▸ WHAT IS EXPECTED
Return each line of the listing below, unchanged, and omit the images.

============

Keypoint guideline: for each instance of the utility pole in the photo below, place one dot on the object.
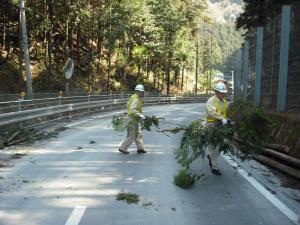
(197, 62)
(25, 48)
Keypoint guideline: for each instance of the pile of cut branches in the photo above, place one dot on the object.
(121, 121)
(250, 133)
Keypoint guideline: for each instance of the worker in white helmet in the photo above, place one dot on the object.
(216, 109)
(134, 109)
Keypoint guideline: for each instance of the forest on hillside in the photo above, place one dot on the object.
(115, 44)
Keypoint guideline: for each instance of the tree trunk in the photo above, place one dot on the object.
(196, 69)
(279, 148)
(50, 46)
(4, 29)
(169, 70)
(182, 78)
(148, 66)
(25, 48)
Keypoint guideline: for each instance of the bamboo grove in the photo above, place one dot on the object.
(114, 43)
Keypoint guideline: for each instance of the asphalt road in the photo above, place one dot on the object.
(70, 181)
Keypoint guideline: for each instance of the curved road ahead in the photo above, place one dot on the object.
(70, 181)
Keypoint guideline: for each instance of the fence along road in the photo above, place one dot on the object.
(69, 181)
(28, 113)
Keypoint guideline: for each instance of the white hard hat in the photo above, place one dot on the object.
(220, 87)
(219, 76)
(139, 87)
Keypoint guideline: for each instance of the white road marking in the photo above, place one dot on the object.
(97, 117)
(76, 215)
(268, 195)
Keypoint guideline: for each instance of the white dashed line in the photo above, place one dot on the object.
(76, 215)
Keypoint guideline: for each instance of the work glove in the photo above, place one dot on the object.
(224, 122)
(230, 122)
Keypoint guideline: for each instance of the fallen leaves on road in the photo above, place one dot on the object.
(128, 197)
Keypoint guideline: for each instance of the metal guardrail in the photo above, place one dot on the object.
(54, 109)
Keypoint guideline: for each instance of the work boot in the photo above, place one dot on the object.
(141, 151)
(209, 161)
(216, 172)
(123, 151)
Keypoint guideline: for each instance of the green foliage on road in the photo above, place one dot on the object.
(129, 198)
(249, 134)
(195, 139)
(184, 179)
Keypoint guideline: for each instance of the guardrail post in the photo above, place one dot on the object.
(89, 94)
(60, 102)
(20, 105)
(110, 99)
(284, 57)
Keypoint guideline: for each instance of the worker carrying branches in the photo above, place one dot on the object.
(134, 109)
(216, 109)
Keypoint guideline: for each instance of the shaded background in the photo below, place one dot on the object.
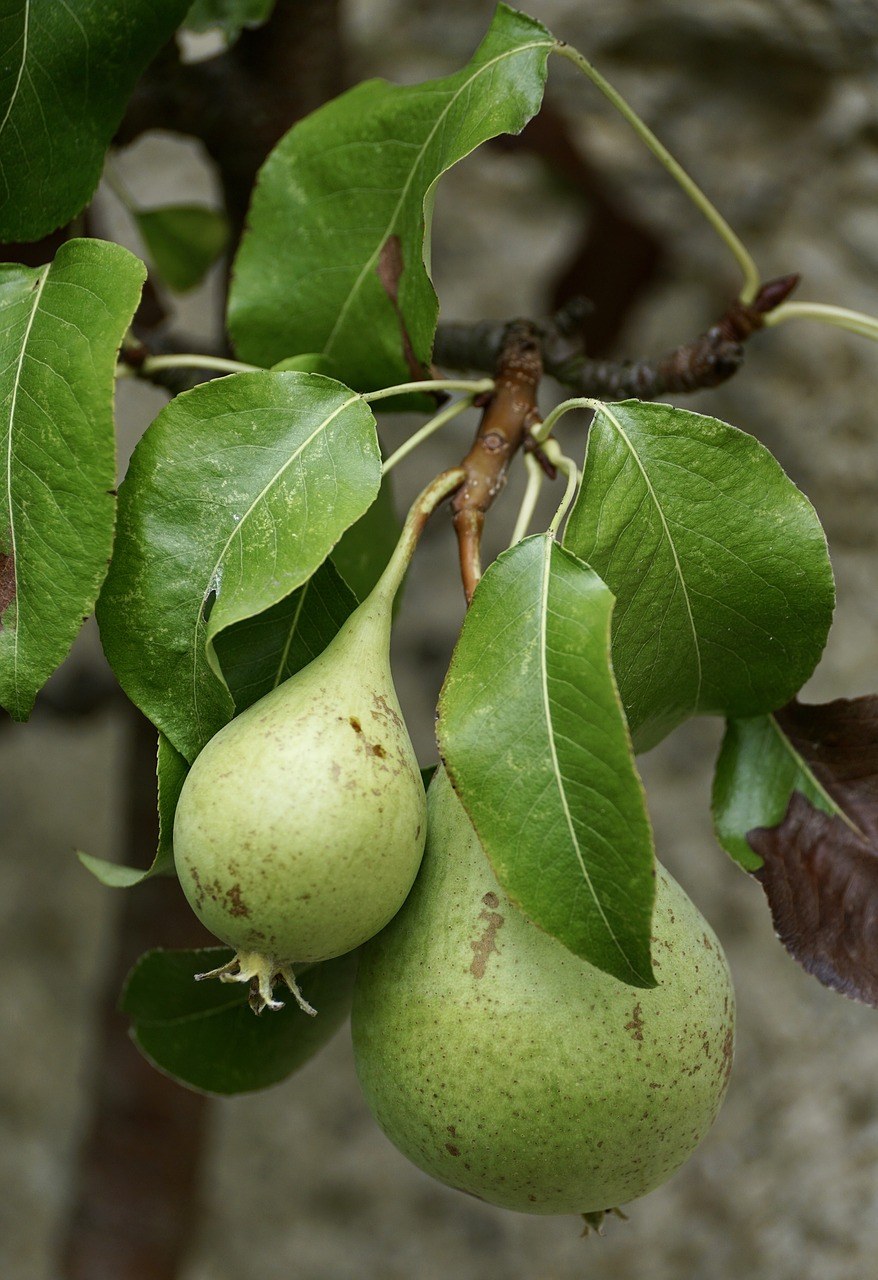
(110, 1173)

============

▸ TASK OUTPUT
Keypoint guideline: for each instance of the utility pole in the photo below, place one dot on the object.
(197, 62)
(25, 48)
Keypoint guideline: for each instance of the pile of cut branches in the photo above, place one dot on the object.
(121, 121)
(250, 133)
Keypoint guideline: for each instance of the worker in white helmet in the photo above, place one dot on the object.
(216, 109)
(134, 109)
Keypoint guideline: for each instance of the forest on hillside in the photo above, place one dot on the object.
(115, 44)
Keypoint guideline: for each instance of the tree trunk in the photo above, place one dot on the object.
(196, 69)
(279, 148)
(50, 46)
(4, 29)
(169, 70)
(182, 78)
(148, 66)
(25, 48)
Keypoint guideline: for each instance of the bamboo grove in the photo above, place one dot on the object.
(114, 43)
Keypoint guideline: for each instance of the asphalt road in the photo above, place one dot on the object.
(70, 181)
Keypoint guideline: for each instance of the curved road ahead in the photo above, place one dot on the object.
(70, 181)
Keypoint guideline: for each instance of the fence along road in the photo above, place one dot on the object.
(69, 181)
(28, 113)
Keypoint guideline: for each instance of the white hard hat in the photo above, place one dot on the object.
(220, 87)
(219, 76)
(139, 87)
Keypoint guideline: for each instance of the white road marking in the photo above, place one dot on the object.
(97, 117)
(76, 215)
(268, 195)
Keypoint guideline: for each instance of the white dashed line in the photo above, place one dot on the object.
(76, 215)
Keypoint guideline: for each instance of the work glove in the photo above, place one dot on the object.
(224, 122)
(230, 122)
Keypoint guideline: for each instance of the fallen leaves on road in the photo above, place one dot on the object.
(128, 197)
Keypoint guideline: for each instance of the metal guardrail in the photo above, place one dot on the object.
(54, 109)
Keypoint guideline: for each instance of the work boot in the photo above, place one dot on the object.
(141, 151)
(209, 161)
(216, 172)
(123, 151)
Keypoint guideline: for each instance of the green foliage on road in the photo above, place one dot on the object.
(129, 198)
(249, 134)
(195, 139)
(184, 179)
Keypoint guideline: for each instance of the guardrail post in the photo above, place one dot on the object.
(89, 94)
(60, 102)
(20, 105)
(110, 99)
(284, 57)
Keypoint guideline: for each instance of the worker carrying branches in the photo above, place one dot on the object.
(134, 109)
(216, 109)
Keypoint guideline: for each instance of the shaded background in the photo below, place one dot on the object.
(110, 1173)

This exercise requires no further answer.